Which lines of the listing below contain the string "patio"? Select and copy each of those lines.

-------- Entries shown --------

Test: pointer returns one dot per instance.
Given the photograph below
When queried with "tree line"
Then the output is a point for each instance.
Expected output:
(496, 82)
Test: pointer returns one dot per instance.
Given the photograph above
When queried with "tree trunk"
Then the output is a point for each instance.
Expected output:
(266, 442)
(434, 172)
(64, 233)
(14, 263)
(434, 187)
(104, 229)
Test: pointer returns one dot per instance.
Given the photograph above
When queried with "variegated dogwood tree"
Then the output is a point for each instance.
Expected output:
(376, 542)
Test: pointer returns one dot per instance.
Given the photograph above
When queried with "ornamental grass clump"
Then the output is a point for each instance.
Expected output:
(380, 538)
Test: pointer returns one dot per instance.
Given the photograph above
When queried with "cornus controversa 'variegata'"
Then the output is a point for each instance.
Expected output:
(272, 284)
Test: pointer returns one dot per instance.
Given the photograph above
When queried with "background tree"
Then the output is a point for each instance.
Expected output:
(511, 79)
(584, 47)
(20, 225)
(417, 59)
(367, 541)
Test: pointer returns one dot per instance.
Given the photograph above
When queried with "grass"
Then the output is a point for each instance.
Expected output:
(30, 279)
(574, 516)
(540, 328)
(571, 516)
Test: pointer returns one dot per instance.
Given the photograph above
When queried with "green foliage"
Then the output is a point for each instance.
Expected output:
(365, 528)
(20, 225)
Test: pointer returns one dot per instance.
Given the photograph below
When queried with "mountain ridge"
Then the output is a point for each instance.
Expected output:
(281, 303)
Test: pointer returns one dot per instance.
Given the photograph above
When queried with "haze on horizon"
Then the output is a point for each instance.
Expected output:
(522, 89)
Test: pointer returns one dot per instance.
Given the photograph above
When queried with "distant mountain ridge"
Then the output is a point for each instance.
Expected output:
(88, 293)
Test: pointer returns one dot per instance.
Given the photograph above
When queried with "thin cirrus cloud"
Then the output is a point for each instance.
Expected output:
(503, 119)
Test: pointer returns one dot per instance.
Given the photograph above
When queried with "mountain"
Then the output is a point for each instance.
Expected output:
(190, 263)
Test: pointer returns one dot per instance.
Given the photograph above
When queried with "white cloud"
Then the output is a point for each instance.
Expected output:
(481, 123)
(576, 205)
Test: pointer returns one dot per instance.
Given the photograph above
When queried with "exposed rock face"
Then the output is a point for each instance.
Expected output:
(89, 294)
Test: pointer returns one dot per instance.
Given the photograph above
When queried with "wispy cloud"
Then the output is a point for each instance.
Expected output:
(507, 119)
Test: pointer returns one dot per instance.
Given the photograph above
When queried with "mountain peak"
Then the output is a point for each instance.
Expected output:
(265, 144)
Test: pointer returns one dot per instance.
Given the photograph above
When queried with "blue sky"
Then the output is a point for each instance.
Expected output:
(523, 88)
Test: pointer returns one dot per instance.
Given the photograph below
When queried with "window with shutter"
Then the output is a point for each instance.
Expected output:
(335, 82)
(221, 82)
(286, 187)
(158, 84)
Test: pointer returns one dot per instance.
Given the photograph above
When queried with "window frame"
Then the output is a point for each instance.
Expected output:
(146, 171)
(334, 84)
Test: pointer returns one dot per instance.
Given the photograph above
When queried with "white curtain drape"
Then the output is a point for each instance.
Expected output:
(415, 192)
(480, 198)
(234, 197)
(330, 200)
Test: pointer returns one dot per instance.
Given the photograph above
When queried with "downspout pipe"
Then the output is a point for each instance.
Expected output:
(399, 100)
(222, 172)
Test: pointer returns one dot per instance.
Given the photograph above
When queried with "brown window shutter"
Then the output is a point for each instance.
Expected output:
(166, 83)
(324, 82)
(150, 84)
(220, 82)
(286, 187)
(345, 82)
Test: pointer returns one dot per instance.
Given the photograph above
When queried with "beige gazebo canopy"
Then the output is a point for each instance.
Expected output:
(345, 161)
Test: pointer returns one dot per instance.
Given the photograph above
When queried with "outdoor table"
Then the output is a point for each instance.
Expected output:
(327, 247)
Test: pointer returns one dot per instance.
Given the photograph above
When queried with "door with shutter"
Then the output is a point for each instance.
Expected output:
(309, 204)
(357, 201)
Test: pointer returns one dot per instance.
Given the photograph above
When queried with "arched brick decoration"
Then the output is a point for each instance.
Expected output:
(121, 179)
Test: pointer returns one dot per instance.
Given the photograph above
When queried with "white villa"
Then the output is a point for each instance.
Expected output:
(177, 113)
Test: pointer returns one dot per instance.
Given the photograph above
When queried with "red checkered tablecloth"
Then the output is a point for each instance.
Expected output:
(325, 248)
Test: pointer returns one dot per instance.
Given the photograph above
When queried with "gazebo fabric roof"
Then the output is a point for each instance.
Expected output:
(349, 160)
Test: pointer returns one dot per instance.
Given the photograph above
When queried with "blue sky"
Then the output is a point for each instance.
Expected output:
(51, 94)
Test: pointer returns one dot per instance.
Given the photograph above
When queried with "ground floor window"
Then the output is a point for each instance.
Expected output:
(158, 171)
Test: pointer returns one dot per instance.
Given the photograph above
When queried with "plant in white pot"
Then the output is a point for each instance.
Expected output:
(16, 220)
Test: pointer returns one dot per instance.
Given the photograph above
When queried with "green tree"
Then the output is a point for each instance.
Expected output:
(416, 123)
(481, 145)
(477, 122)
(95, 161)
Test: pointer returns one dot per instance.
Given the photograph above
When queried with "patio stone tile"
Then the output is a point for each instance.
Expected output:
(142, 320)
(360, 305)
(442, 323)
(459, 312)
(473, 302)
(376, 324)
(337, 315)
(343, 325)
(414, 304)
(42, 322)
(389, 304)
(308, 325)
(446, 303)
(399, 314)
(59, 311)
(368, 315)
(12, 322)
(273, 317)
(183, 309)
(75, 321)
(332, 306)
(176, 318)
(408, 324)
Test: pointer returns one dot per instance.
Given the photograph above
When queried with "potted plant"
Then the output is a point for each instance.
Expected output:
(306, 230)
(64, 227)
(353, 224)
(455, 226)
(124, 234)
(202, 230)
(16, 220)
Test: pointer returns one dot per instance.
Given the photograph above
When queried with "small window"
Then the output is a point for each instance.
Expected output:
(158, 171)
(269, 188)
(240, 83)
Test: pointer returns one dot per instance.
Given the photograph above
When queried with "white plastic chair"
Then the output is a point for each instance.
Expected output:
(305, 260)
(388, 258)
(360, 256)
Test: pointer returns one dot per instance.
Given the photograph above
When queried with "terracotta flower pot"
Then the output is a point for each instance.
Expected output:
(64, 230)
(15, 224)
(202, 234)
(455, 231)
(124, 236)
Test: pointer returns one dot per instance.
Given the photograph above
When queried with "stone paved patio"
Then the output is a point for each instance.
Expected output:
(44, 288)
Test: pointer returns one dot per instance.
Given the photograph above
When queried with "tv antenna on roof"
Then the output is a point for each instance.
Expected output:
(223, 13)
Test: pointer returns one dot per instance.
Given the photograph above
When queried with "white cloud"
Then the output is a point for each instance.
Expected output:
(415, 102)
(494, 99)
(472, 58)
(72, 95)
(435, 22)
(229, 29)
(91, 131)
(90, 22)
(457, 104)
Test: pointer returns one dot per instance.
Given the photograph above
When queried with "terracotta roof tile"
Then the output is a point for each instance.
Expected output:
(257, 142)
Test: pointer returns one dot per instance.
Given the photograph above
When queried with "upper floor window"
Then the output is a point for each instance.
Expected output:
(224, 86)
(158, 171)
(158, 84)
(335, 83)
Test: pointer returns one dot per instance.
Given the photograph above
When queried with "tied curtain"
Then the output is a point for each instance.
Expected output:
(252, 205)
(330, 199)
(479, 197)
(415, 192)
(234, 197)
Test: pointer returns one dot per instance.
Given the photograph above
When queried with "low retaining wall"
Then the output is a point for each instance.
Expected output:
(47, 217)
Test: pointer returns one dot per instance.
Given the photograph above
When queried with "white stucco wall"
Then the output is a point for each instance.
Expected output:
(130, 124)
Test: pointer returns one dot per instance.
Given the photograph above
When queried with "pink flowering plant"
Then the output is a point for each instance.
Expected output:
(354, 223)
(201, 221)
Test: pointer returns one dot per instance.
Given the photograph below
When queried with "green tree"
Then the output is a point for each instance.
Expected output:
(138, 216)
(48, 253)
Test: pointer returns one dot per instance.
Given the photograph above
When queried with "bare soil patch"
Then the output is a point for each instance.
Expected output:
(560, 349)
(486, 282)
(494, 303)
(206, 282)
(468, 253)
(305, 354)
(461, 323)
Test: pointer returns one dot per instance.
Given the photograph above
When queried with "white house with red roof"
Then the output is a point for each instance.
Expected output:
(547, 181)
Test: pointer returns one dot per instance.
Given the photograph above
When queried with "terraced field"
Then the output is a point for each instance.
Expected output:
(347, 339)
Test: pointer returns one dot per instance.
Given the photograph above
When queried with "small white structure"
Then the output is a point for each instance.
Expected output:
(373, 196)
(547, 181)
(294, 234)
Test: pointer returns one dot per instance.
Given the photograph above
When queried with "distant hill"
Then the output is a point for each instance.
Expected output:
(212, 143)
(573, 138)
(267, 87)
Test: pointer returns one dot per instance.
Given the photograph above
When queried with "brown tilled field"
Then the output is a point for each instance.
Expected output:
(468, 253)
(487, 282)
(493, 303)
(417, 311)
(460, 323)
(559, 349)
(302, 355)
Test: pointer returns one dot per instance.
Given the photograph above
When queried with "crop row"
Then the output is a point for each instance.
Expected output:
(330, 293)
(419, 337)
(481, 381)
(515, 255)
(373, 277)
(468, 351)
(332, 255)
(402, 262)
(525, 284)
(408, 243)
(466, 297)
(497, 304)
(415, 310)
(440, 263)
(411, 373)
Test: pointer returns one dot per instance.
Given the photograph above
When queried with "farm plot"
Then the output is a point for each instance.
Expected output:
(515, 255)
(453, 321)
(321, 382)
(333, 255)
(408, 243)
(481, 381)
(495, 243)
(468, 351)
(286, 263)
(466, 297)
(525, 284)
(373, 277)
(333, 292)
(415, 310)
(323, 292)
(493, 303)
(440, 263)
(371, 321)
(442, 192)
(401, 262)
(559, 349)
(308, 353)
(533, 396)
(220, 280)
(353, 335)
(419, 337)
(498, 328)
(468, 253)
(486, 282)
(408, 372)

--------

| Expected answer |
When queried with "patio stone tile"
When queried with "stone paved patio"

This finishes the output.